TASK: Copy the full set of lines exactly as given.

[Coordinate annotation records]
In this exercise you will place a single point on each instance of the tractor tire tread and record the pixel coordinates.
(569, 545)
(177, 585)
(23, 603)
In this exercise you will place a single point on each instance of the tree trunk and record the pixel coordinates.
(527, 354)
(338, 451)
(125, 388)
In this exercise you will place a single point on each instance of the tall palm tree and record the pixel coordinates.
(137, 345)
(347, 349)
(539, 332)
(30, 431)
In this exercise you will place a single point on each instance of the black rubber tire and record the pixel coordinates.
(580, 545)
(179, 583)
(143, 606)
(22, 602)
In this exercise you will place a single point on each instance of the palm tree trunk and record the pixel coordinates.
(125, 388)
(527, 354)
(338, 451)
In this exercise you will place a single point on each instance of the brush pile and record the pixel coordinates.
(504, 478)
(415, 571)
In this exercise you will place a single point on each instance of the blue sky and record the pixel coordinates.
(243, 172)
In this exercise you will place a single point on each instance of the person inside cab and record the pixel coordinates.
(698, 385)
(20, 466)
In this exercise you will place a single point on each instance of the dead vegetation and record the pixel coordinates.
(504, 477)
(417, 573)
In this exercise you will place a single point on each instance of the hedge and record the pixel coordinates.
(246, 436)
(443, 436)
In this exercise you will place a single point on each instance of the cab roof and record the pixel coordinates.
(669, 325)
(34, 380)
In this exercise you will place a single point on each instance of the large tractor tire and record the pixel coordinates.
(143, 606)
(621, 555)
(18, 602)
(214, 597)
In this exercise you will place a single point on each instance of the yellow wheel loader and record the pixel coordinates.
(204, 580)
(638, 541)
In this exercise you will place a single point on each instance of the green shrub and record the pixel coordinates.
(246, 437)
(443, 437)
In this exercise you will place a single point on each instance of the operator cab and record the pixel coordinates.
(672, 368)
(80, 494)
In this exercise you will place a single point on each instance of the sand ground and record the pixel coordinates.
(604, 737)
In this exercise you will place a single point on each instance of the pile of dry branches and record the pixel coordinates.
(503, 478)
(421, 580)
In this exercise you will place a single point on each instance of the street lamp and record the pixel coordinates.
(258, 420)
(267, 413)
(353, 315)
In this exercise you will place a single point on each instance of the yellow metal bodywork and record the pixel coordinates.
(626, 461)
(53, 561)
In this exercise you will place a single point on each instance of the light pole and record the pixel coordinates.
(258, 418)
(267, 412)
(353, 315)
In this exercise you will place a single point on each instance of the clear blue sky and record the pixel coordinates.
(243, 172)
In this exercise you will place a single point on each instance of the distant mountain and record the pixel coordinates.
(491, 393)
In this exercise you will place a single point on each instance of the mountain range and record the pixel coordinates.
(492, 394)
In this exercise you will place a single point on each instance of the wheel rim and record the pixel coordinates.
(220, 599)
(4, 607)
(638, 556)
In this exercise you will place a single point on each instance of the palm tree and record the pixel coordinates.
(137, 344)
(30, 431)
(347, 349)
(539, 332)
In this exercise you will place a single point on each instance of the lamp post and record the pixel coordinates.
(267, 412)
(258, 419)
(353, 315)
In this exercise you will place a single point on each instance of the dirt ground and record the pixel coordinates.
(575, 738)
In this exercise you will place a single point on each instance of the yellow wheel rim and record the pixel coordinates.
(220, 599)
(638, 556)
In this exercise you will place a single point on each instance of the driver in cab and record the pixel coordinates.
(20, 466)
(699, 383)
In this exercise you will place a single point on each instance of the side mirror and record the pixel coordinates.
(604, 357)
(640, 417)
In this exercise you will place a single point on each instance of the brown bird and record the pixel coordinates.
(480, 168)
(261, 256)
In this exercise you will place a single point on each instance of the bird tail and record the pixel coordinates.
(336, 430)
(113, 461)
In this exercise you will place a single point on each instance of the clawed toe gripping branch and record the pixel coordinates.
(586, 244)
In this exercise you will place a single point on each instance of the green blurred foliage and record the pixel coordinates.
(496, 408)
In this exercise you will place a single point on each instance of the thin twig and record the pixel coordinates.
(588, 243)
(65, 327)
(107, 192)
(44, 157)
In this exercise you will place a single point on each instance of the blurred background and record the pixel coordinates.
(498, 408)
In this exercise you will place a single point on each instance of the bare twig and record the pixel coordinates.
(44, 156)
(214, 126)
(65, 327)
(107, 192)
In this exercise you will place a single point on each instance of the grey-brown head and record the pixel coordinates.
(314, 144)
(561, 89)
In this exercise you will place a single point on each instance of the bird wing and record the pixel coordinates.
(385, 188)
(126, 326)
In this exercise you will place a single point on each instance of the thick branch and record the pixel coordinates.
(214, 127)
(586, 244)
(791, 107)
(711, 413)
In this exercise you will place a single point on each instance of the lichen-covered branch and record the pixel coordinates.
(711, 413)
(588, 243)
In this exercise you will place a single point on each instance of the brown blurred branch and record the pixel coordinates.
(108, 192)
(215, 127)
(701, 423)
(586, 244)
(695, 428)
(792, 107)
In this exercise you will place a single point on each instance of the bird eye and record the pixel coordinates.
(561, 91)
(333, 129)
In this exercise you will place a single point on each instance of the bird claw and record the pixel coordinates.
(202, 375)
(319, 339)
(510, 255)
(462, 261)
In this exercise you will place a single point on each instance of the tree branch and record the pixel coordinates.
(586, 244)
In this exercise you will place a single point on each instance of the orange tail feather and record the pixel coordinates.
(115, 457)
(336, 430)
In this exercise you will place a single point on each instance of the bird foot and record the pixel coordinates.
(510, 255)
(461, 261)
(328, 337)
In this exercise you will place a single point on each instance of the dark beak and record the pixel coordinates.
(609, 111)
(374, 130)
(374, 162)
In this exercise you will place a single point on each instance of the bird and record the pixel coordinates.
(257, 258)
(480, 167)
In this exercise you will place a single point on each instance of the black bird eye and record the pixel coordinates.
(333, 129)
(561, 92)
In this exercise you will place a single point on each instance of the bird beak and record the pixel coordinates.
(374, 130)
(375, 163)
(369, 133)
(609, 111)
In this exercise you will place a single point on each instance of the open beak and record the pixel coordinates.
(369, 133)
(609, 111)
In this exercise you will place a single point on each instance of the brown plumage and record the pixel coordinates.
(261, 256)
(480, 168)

PROBLEM SOLUTION:
In this exercise you will place a single point on each instance of the tractor tire tread and record the pixel coordinates.
(569, 545)
(177, 585)
(23, 603)
In this exercise you will place a single point on each instance of the tree trunk and record the pixel coordinates.
(527, 354)
(338, 451)
(125, 388)
In this exercise you will place a single point on each instance of the tall palm tree and record the pixel coordinates.
(137, 345)
(347, 349)
(539, 332)
(30, 431)
In this exercise you will place a single point on each instance of the black rubber tire and record the pixel coordinates.
(580, 545)
(179, 583)
(143, 606)
(22, 602)
In this exercise you will place a single point on each instance of the palm tree trunk and record the pixel coordinates.
(125, 388)
(527, 354)
(338, 451)
In this exercise you will place a single point on each instance of the brush pile and record the pixel coordinates.
(504, 478)
(415, 571)
In this exercise you will place a single point on each instance of the blue sky and record the pixel coordinates.
(243, 172)
In this exercise you will place a single point on each instance of the person inside cab and record the pixel coordinates.
(698, 385)
(20, 466)
In this exercise you will place a single point on each instance of the dead vegetation and record the pixel coordinates.
(504, 477)
(417, 573)
In this exercise you will place a single point on each instance of the hedge and record the pixel coordinates.
(246, 436)
(443, 436)
In this exercise you will place a single point on each instance of the cab roof and record the pixel coordinates.
(669, 325)
(34, 380)
In this exercise you will place a single point on each instance of the large tractor tire and record the pixel coordinates.
(143, 606)
(621, 555)
(18, 602)
(214, 597)
In this exercise you will place a single point on each instance of the yellow wheel loader and record the pixel coordinates.
(204, 580)
(638, 541)
In this exercise you will place a single point on each instance of the green shrub and record the pixel coordinates.
(246, 437)
(443, 437)
In this exercise you will place a single point on each instance of the operator cab and record the pixel coordinates.
(672, 368)
(80, 494)
In this exercise you will place a single point on each instance of the sand ground and record the pixel coordinates.
(604, 737)
In this exercise you will place a single point on each instance of the pile of dry branches and record the pixel coordinates.
(503, 478)
(421, 580)
In this exercise you will place a single point on each instance of the street lamp and record the pixel coordinates.
(258, 420)
(267, 413)
(353, 315)
In this exercise you will place a single point on each instance of the yellow metal bodywork and record the pixel coordinates.
(626, 461)
(53, 561)
In this exercise you will place a single point on each instance of the light pole and record the pixel coordinates.
(258, 418)
(267, 412)
(353, 315)
In this exercise you will place a single point on each instance of the clear blue sky and record the pixel coordinates.
(243, 172)
In this exercise you will place a single point on each instance of the distant mountain and record the pixel coordinates.
(491, 393)
In this exercise you will place a single point on each instance of the mountain range and record the pixel coordinates.
(492, 394)
In this exercise you will place a single point on each instance of the wheel rim and record the pixel coordinates.
(220, 599)
(4, 607)
(638, 556)
In this exercise you will place a single point on each instance of the palm tree and record the pixel coordinates.
(137, 344)
(30, 431)
(347, 349)
(539, 332)
In this exercise you will place a single point on each instance of the lamp post and record the pixel coordinates.
(267, 412)
(258, 419)
(353, 315)
In this exercise you will place a single point on each instance of the dirt ground and record the pixel coordinates.
(575, 738)
In this exercise you will place a single point on each instance of the yellow wheel rim and record the pixel coordinates.
(220, 599)
(638, 556)
In this exercise you will place a single point on each instance of the driver in cab and record the pixel coordinates.
(20, 466)
(699, 383)
In this exercise you will place a single point on each instance of the side mirror and record the pixel coordinates.
(604, 357)
(640, 417)
In this exercise you will place a single point on each instance of the brown bird and record the pixel coordinates.
(480, 168)
(261, 256)
In this exercise you will place a single point on each instance of the bird tail and record the pixel coordinates.
(336, 430)
(113, 461)
In this exercise you will place a single point on each instance of the clawed toe gripping branch and record the pixel coordinates.
(586, 244)
In this exercise you will place a single point on each instance of the green blurred foliage and record the pixel coordinates.
(496, 408)
In this exercise you will place a single point on each instance of the thin twig and record the pixel coordinates.
(588, 243)
(65, 327)
(107, 192)
(44, 157)
In this exercise you will place a single point on each instance of the blurred background and record the pixel coordinates.
(498, 408)
In this exercise you will place a single point on each instance of the bare twig and record the pixel coordinates.
(44, 156)
(214, 126)
(65, 327)
(107, 192)
In this exercise you will place a single point on each instance of the grey-brown head and record the pixel coordinates.
(314, 144)
(561, 89)
In this exercise you will place a single point on each instance of the bird wing and record the pixel coordinates.
(385, 188)
(126, 326)
In this exercise you will place a single point on each instance of the thick branch and record the pixel coordinates.
(214, 127)
(586, 244)
(791, 107)
(711, 413)
In this exercise you will place a single point on each instance of the lichen-covered branch and record the pixel coordinates.
(711, 413)
(588, 243)
In this exercise you will place a single point on each instance of the brown blurred branch and record the pixel coordinates.
(108, 192)
(215, 127)
(701, 423)
(586, 244)
(695, 428)
(792, 107)
In this exercise you will place a single point on each instance of the bird eye and record the pixel coordinates.
(561, 91)
(333, 129)
In this exercise you will place a single point on each instance of the bird claw and record the pixel coordinates.
(202, 375)
(319, 339)
(510, 255)
(462, 261)
In this exercise you will place a single point on each instance of the tree branch and record the pixel coordinates.
(586, 244)
In this exercise you will place a single point on each instance of the orange tail feather and record the pixel coordinates.
(115, 457)
(336, 430)
In this exercise you will place a single point on each instance of the bird foot and record the pixel coordinates.
(510, 255)
(461, 261)
(328, 337)
In this exercise you will place a single point on each instance of the dark beak and record the pixel coordinates.
(609, 111)
(374, 130)
(374, 162)
In this exercise you will place a single point on each instance of the bird and record the pixel coordinates.
(257, 258)
(480, 167)
In this exercise you will place a single point on each instance of the black bird eye and record the pixel coordinates.
(333, 129)
(561, 92)
In this exercise you will place a single point on each instance of the bird beak and record the pixel coordinates.
(374, 130)
(375, 163)
(369, 133)
(609, 111)
In this exercise you will place a single point on each instance of the open beak and record the pixel coordinates.
(369, 133)
(609, 111)
In this exercise you will place a single point on each instance of the brown plumage and record the pixel coordinates.
(261, 256)
(480, 168)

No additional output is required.